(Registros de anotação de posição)
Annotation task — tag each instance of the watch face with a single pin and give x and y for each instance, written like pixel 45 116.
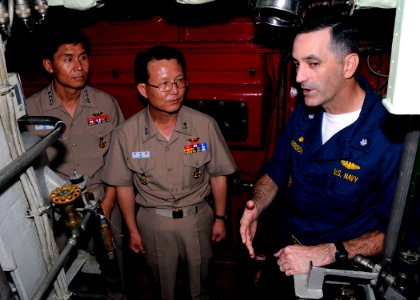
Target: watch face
pixel 341 254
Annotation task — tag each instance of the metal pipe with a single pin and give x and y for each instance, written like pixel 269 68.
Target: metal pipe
pixel 5 290
pixel 411 142
pixel 23 161
pixel 62 258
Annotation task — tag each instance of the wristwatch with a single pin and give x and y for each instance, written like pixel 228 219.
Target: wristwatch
pixel 341 254
pixel 219 217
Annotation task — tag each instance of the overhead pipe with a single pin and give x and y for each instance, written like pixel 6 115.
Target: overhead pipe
pixel 23 161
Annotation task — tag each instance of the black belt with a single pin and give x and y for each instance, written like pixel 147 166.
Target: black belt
pixel 178 213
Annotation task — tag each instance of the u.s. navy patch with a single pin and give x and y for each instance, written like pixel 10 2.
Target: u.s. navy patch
pixel 140 154
pixel 98 120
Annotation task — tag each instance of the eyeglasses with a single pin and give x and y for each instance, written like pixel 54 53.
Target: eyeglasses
pixel 166 86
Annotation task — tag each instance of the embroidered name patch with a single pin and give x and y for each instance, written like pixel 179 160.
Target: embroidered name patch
pixel 141 154
pixel 195 147
pixel 44 127
pixel 98 120
pixel 296 146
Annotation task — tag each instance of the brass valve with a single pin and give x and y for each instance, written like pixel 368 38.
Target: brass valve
pixel 65 194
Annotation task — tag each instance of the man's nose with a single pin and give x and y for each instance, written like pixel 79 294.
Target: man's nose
pixel 301 74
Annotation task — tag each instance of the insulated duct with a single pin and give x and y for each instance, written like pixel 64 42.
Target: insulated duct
pixel 289 13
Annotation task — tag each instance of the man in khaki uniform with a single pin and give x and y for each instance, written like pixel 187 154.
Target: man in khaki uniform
pixel 90 116
pixel 176 157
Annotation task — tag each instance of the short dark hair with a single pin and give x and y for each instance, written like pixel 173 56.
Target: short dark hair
pixel 344 32
pixel 54 37
pixel 161 52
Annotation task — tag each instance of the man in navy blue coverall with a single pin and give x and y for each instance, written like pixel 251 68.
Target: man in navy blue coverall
pixel 336 163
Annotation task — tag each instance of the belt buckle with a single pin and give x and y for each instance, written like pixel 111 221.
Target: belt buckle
pixel 177 214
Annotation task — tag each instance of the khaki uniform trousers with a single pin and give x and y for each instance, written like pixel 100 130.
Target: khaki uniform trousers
pixel 168 241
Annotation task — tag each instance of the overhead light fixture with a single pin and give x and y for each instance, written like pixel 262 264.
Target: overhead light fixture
pixel 279 13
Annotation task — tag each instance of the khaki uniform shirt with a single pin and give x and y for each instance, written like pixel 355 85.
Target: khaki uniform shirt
pixel 168 174
pixel 85 142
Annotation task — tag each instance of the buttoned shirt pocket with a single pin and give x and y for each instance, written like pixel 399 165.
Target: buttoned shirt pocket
pixel 98 139
pixel 146 175
pixel 195 169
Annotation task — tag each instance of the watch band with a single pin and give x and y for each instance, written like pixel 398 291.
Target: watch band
pixel 219 217
pixel 341 254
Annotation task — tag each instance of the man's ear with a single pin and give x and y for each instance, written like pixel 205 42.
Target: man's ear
pixel 141 87
pixel 350 64
pixel 47 65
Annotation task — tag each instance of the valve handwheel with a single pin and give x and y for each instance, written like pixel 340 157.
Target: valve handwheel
pixel 65 194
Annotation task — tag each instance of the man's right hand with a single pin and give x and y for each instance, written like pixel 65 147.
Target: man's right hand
pixel 249 225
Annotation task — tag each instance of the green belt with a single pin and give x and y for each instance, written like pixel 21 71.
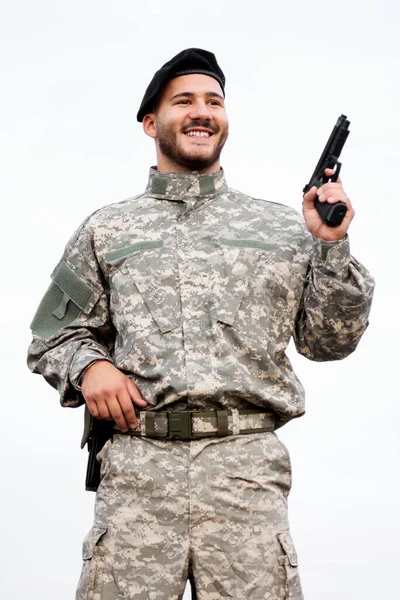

◆ Enunciado da tarefa ◆
Reproduza sem nenhuma alteração todas as linhas dos registros acima, do primeiro ao último, mas deixe as imagens fora da resposta.

◆ Problema resolvido ◆
Annotation task — tag each instance of the watch face with a single pin and give x and y for each instance, written like pixel 45 116.
Target: watch face
pixel 341 254
Annotation task — tag each instance of the metal pipe with a single pin and give x and y for each instance, written like pixel 269 68.
Target: metal pipe
pixel 5 290
pixel 411 142
pixel 23 161
pixel 62 258
Annotation task — tag each instance of the wristwatch with a single pin and give x and y for each instance, written like pixel 228 219.
Target: wristwatch
pixel 341 254
pixel 219 217
Annotation task — tag each instance of the overhead pipe with a single pin and give x and y for each instance, written like pixel 6 115.
Target: overhead pipe
pixel 23 161
Annotation task — tag each instance of the black belt with a single pin and give x and y for each instance, written like pixel 147 166.
Target: black belt
pixel 178 213
Annotation task — tag each instance of the u.s. navy patch with a single pin and give x and y for each instance, written like pixel 10 2.
Target: u.s. navy patch
pixel 140 154
pixel 98 120
Annotation task — tag each instance of the eyeglasses with a single pin and give x and y for each instance, written like pixel 54 53.
Target: eyeglasses
pixel 166 86
Annotation task — tag each instance of the embroidered name patch with a single pin and give x and y for each instance, written like pixel 179 160.
Target: embroidered name patch
pixel 141 154
pixel 195 147
pixel 44 127
pixel 98 120
pixel 296 146
Annotation task — tag each instance of the brass valve with a single pin and give x and y for each instance, written like pixel 368 38.
Target: brass valve
pixel 65 194
Annotation task — tag each instance of the man's nose with a single pin and give x and y for each instance, written like pixel 79 294.
Target: man's nose
pixel 301 74
Annotation task — tag each instance of the insulated duct with a single pin and give x and y for each instance, written like pixel 64 42.
Target: insulated duct
pixel 289 13
Annotation task — tag each instance of the man in khaki uniform with a single pin and give x and y for each instance, written like pixel 187 154.
Target: man in khaki uniform
pixel 90 116
pixel 176 157
Annotation task — tag each instance of the short dark hair with a single pin and give x and y for each instance, written like pixel 173 56.
Target: short dark hair
pixel 344 32
pixel 54 37
pixel 161 52
Annotation task — tag each instance of the man in navy blue coverall with a single pin and give x and y for each instance, written like pixel 251 68.
Target: man in navy blue coverall
pixel 336 163
Annotation task — tag each instance of the belt buckle with a single pin and give x and y for each instance, written like pixel 111 221.
Target: belt buckle
pixel 177 214
Annotation task — tag each instance of the khaki uniform trousers with a single pin and give x and y for each instance, written like pixel 100 130.
Target: khaki uniform trousers
pixel 168 241
Annotation task — tag each instance of the overhead light fixture with a single pin and give x and y for each instance, written like pixel 262 264.
Target: overhead light fixture
pixel 279 13
Annotation task — tag each instance of the khaki uniform shirt with a single pin and give x and y for each instance, written like pixel 355 85.
Target: khaki uniform shirt
pixel 168 174
pixel 85 142
Annotation task — tag each instance of the buttoned shirt pocket with a single pin and give x and y for each instance, written like pixel 399 165.
Target: buttoned shirt pocket
pixel 98 139
pixel 146 175
pixel 195 169
Annotation task — tag each instance of the watch band with a single pin and give x and y for each instance, written like pixel 398 291.
Target: watch band
pixel 219 217
pixel 341 254
Annotation task — tag each instance of the man's ear with a single pin and give x and y for each instance, written like pixel 205 42.
Target: man's ear
pixel 141 87
pixel 350 64
pixel 47 65
Annotation task — tag each instance of the valve handwheel with a single pin and give x and y for each instance, written like pixel 340 157.
Target: valve handwheel
pixel 65 194
Annotation task — tag each instance of the man's right hand with a single pin and give x and y for each instance, written like pixel 65 147.
Target: man's right hand
pixel 249 225
Annotation task — tag each instance of the green belt with a single pin and give x and y for each instance, written like pixel 21 71.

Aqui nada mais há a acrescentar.